- [Exercise data]
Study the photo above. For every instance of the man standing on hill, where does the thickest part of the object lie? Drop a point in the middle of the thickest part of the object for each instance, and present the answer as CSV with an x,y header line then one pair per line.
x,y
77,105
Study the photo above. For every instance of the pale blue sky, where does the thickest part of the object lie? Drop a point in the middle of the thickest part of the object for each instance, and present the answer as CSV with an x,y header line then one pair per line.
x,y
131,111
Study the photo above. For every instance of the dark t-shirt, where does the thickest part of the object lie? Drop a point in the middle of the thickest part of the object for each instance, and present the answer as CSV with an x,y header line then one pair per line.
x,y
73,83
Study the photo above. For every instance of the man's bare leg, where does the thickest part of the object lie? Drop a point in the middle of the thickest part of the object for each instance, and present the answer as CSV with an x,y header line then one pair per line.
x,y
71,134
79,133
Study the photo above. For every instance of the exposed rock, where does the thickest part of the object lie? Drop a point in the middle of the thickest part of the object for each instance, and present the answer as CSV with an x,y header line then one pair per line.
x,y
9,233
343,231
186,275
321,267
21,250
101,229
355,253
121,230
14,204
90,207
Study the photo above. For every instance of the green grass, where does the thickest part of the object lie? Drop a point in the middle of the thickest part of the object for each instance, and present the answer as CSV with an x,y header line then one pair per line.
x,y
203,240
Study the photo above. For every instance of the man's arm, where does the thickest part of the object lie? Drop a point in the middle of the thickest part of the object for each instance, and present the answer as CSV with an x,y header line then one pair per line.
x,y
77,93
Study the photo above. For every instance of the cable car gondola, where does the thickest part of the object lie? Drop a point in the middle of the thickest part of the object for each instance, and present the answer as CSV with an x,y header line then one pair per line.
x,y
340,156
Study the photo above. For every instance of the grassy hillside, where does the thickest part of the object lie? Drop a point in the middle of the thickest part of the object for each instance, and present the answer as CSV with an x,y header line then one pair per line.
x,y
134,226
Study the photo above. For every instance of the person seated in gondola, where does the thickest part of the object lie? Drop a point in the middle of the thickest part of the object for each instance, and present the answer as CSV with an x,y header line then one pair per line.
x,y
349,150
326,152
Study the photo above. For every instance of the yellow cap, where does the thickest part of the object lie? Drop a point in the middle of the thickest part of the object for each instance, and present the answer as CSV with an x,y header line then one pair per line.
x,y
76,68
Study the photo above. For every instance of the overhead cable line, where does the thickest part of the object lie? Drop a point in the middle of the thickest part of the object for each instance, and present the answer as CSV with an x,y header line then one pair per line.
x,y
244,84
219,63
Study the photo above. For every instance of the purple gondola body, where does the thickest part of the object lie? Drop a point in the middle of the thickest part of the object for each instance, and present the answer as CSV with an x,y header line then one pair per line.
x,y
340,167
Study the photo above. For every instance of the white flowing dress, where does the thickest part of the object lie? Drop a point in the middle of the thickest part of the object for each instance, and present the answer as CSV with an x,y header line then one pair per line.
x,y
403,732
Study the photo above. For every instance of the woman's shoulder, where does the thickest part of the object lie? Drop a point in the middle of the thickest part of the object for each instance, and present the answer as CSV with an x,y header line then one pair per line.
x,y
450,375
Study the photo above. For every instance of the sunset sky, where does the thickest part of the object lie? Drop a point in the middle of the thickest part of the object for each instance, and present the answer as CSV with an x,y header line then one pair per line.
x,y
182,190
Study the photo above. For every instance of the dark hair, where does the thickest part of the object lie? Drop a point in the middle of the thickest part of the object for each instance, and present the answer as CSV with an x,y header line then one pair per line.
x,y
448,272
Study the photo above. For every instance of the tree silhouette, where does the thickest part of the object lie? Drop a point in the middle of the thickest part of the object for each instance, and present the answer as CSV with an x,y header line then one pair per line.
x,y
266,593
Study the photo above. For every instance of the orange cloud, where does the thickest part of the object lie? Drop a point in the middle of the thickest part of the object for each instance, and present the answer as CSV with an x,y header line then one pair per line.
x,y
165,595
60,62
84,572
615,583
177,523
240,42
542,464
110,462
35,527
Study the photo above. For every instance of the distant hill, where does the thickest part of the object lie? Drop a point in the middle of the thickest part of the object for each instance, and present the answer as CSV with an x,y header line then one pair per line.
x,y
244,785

- [What to work on]
Take the entries and copy them out exactly.

- [Written reply]
Study the photo above. For every instance of the man standing on hill, where does the thickest part of the object lie? Drop a point in the middle of the thickest part of the object for each instance, and present the answer as CSV with an x,y header line then one pair per line.
x,y
77,105
Study the photo above. For every instance of the pale blue sky, where does the thickest part of the object lie? Drop a point in the middle of the thickest part of the object for each instance, and present the answer as CSV with an x,y header line then one pair per line.
x,y
131,111
Study the photo above. For every instance of the dark t-shirt, where does the thickest part of the object lie? Drop a point in the middle of the thickest part of the object for each instance, and present the answer as CSV with an x,y header line then one pair per line.
x,y
73,83
Study the photo above. For every instance of the man's bare leg, where does the thickest part of the object lie? Drop a point in the middle of the thickest part of the object for each instance, and present the answer as CSV with an x,y header line then one pair per line.
x,y
71,134
79,133
Study the photo above. For every instance of the exposed rock, where does the thickest part of the object lie? Drop a point in the middle of the thickest part of the object for each instance, and present the answer as CSV with an x,y header line then one pair per line.
x,y
9,233
343,231
186,275
321,267
21,250
101,229
355,253
121,230
14,204
90,207
Study the photo above. For every instance of the green grass, where does the thickest part of the object lie? Drop a point in the middle of the thickest part of the object for each instance, and present the answer as CSV with an x,y header line then one pair per line.
x,y
203,240
Study the photo above. For every instance of the man's arm, where does the thickest part of the object lie? Drop a point in the middle of the thickest part of the object for each instance, and present the answer as CSV with an x,y header line then one pair per line.
x,y
77,93
Study the photo above. For every instance of the cable car gondola, where does the thickest part of the object lie? Drop a point in the middle of the thickest part of the object for each instance, and present the answer as CSV with an x,y header line then one pair per line.
x,y
340,156
Study the photo above. For every instance of the grassy hillside, where does the thickest part of the object lie? Drop a point in the middle of the thickest part of the object for each instance, and present the answer as CSV with an x,y header line then one pair per line.
x,y
134,226
Study the photo above. For every instance of the person seated in gondola, where does the thickest part of the object lie? Drop a point in the middle of the thickest part of the object for each instance, and present the answer as CSV with an x,y header line then one pair per line.
x,y
349,150
326,152
Study the photo above. For every instance of the yellow cap, where does the thickest part of the object lie? Drop a point in the middle of the thickest part of the object for each instance, and present the answer as CSV with an x,y header line then one pair per line.
x,y
76,68
Study the photo above. For every instance of the overhead cable line, where does the thickest part of the object lie? Drop a point in the middle of the thickest part of the object for each instance, and present the answer as CSV with an x,y header line then one pair per line.
x,y
244,84
219,63
Study the photo above. For every instance of the purple gondola body, where does the thickest part of the object lie? Drop a point in the middle of the thickest part of the object for each instance, and present the answer as CSV with an x,y header line then one pair per line.
x,y
340,167
Study the photo above. For every instance of the white flowing dress, where does the thickest part of the object lie? Drop a point in the middle of the thickest part of the object for each instance, and present the answer as CSV with an x,y header line then one pair per line.
x,y
403,732
Study the photo above. For every instance of the woman's shoulder, where does the thickest part of the object lie? Drop a point in the middle of the thickest part of the object for each instance, and present the answer as CSV with an x,y header line then one pair per line.
x,y
450,375
Study the photo above. For every instance of the sunset sky, where does the thickest part of the object lie? Drop a point in the middle of the thickest part of the object for each instance, and present the answer as CSV with an x,y header line then one pair per line.
x,y
182,190
Study the photo above. For every instance of the dark hair, where does the thickest part of the object lie? Drop a point in the middle of the thickest part of the object for each instance, and present the answer as CSV with an x,y header line then one pair per line.
x,y
448,272
Study the photo above. For every instance of the tree silhouette, where does the thickest part of the object lie? Drop a point in the middle of the thickest part of the object for each instance, and present the answer as CSV with an x,y header line then one pair per line.
x,y
266,593
Study the photo above. For every instance of the orange cloud, where does the thickest part of the object lie? Drop a point in the middle of the thickest part of the object for each instance, and present the answer as CSV with an x,y header line then one pair per line.
x,y
165,595
60,62
84,572
615,583
177,523
240,42
542,464
110,462
35,527
Study the photo above. For every instance of the distant hill, where does the thickest part of the object lie? Drop a point in the middle of the thickest part of the object for each instance, and present the answer as CSV with an x,y header line then one pair per line.
x,y
244,785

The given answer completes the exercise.